*** Begin section ***

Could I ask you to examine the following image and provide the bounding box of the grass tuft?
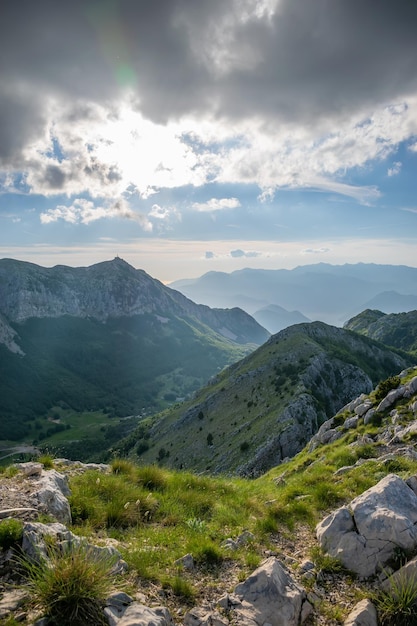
[375,571,417,626]
[20,542,115,626]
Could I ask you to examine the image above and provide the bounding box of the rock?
[184,607,228,626]
[380,555,417,593]
[18,462,43,477]
[174,553,195,570]
[112,603,175,625]
[21,521,127,574]
[363,409,375,425]
[299,560,315,574]
[37,470,72,524]
[0,589,29,619]
[105,592,135,626]
[185,558,310,626]
[317,474,417,578]
[343,599,377,626]
[376,387,406,412]
[344,416,359,430]
[221,538,238,550]
[236,530,255,546]
[405,376,417,397]
[354,401,373,417]
[232,557,309,626]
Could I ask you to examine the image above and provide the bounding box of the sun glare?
[93,109,204,197]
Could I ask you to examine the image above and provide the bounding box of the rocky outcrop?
[316,473,417,578]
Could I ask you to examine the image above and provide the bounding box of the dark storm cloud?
[2,0,417,166]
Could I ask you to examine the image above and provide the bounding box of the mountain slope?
[170,262,417,326]
[0,258,269,444]
[115,321,414,476]
[344,309,417,353]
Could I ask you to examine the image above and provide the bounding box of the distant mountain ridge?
[170,262,417,328]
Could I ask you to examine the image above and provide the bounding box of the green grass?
[0,519,23,550]
[20,542,115,625]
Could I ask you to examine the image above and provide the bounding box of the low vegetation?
[20,543,115,626]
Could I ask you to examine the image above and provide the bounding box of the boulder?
[317,474,417,578]
[354,401,373,417]
[375,387,406,413]
[343,599,377,626]
[184,558,311,626]
[228,557,310,626]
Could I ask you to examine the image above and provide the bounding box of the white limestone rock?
[317,474,417,578]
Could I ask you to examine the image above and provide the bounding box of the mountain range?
[0,257,268,444]
[1,257,417,474]
[170,262,417,330]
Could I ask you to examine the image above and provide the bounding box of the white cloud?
[40,197,152,229]
[387,161,402,176]
[192,197,241,212]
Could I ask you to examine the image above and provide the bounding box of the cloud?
[40,197,152,229]
[301,247,331,255]
[230,249,261,258]
[387,161,402,176]
[2,0,417,228]
[3,1,417,171]
[192,198,241,212]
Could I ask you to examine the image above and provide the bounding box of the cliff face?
[0,258,269,346]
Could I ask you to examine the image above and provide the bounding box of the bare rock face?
[316,474,417,578]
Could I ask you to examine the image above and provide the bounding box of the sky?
[1,0,417,283]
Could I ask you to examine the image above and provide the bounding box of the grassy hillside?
[114,321,413,475]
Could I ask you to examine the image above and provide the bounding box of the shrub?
[0,519,23,550]
[21,542,115,625]
[375,375,401,402]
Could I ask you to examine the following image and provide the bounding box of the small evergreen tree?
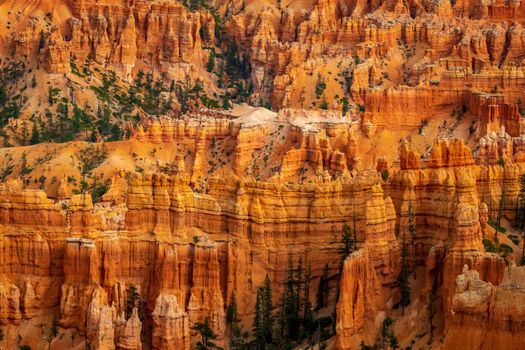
[303,264,314,334]
[30,121,41,145]
[226,292,237,332]
[408,200,417,278]
[427,281,436,344]
[317,264,329,309]
[380,317,398,350]
[207,48,216,73]
[399,231,411,315]
[192,317,223,350]
[496,187,505,236]
[262,274,273,343]
[20,120,29,145]
[50,315,58,338]
[253,289,265,350]
[339,223,355,261]
[39,31,45,50]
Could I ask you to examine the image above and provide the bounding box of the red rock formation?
[115,308,142,350]
[335,247,383,349]
[444,264,525,350]
[151,294,190,350]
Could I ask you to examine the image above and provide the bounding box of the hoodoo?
[0,0,524,349]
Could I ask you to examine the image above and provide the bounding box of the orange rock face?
[1,0,525,349]
[444,264,525,350]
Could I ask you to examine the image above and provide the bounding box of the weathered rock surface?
[444,264,525,350]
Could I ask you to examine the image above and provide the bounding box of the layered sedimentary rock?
[0,102,523,348]
[335,248,383,350]
[151,294,190,350]
[1,1,525,348]
[6,0,215,80]
[444,264,525,350]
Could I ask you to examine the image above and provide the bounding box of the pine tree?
[389,335,399,349]
[207,48,216,73]
[427,275,437,344]
[339,224,355,261]
[50,315,58,338]
[262,274,272,344]
[253,288,265,350]
[399,232,411,315]
[30,121,41,145]
[295,257,303,325]
[496,187,505,237]
[227,292,248,350]
[192,317,223,350]
[303,264,314,333]
[408,200,417,279]
[20,120,29,146]
[38,30,45,50]
[380,316,397,350]
[226,292,237,333]
[318,264,329,309]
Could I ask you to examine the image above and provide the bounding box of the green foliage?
[51,315,59,338]
[357,104,365,113]
[79,145,108,176]
[207,48,216,73]
[48,86,60,105]
[319,100,328,110]
[317,264,329,309]
[182,0,211,12]
[518,98,524,117]
[339,223,356,261]
[381,170,389,182]
[125,286,142,320]
[226,293,238,327]
[175,78,211,114]
[427,276,437,342]
[262,274,273,343]
[192,317,223,350]
[482,238,512,257]
[39,31,45,50]
[379,317,398,350]
[0,61,27,128]
[487,218,506,233]
[508,234,520,245]
[315,74,326,99]
[408,201,416,245]
[29,120,41,145]
[499,243,513,257]
[483,238,497,253]
[131,72,172,116]
[253,288,265,349]
[340,97,349,116]
[253,274,274,349]
[398,232,411,311]
[91,181,109,203]
[224,42,251,82]
[0,164,14,181]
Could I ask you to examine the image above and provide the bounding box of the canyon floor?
[0,0,525,349]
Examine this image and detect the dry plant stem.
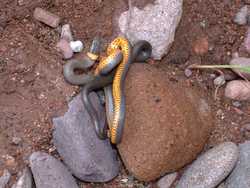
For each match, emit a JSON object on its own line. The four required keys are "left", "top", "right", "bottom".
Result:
{"left": 214, "top": 85, "right": 221, "bottom": 101}
{"left": 189, "top": 64, "right": 250, "bottom": 99}
{"left": 189, "top": 64, "right": 249, "bottom": 69}
{"left": 189, "top": 64, "right": 250, "bottom": 81}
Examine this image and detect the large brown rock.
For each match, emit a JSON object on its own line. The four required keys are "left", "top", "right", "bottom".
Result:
{"left": 118, "top": 63, "right": 214, "bottom": 182}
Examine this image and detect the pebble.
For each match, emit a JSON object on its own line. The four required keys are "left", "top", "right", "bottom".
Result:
{"left": 184, "top": 68, "right": 192, "bottom": 77}
{"left": 33, "top": 8, "right": 61, "bottom": 28}
{"left": 225, "top": 80, "right": 250, "bottom": 101}
{"left": 232, "top": 101, "right": 242, "bottom": 108}
{"left": 119, "top": 0, "right": 183, "bottom": 60}
{"left": 70, "top": 40, "right": 84, "bottom": 53}
{"left": 0, "top": 169, "right": 11, "bottom": 188}
{"left": 52, "top": 92, "right": 119, "bottom": 182}
{"left": 192, "top": 37, "right": 209, "bottom": 56}
{"left": 56, "top": 39, "right": 73, "bottom": 59}
{"left": 157, "top": 172, "right": 178, "bottom": 188}
{"left": 176, "top": 142, "right": 239, "bottom": 188}
{"left": 12, "top": 137, "right": 22, "bottom": 145}
{"left": 225, "top": 141, "right": 250, "bottom": 188}
{"left": 17, "top": 0, "right": 25, "bottom": 6}
{"left": 12, "top": 167, "right": 34, "bottom": 188}
{"left": 213, "top": 75, "right": 226, "bottom": 86}
{"left": 29, "top": 152, "right": 78, "bottom": 188}
{"left": 0, "top": 15, "right": 7, "bottom": 30}
{"left": 234, "top": 5, "right": 249, "bottom": 25}
{"left": 61, "top": 24, "right": 73, "bottom": 42}
{"left": 229, "top": 57, "right": 250, "bottom": 79}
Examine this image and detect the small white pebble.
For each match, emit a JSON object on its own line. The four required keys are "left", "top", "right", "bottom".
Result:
{"left": 49, "top": 146, "right": 56, "bottom": 153}
{"left": 121, "top": 178, "right": 129, "bottom": 183}
{"left": 200, "top": 20, "right": 206, "bottom": 28}
{"left": 70, "top": 40, "right": 84, "bottom": 53}
{"left": 209, "top": 74, "right": 216, "bottom": 79}
{"left": 38, "top": 93, "right": 46, "bottom": 100}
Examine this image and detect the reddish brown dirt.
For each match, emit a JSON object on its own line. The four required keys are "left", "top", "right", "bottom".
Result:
{"left": 0, "top": 0, "right": 250, "bottom": 187}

*** End section ***

**ASSIGNMENT**
Figure out how many lines of the material above hold the word "detect", and answer with that number only.

**SOLUTION TO THE EXERCISE**
5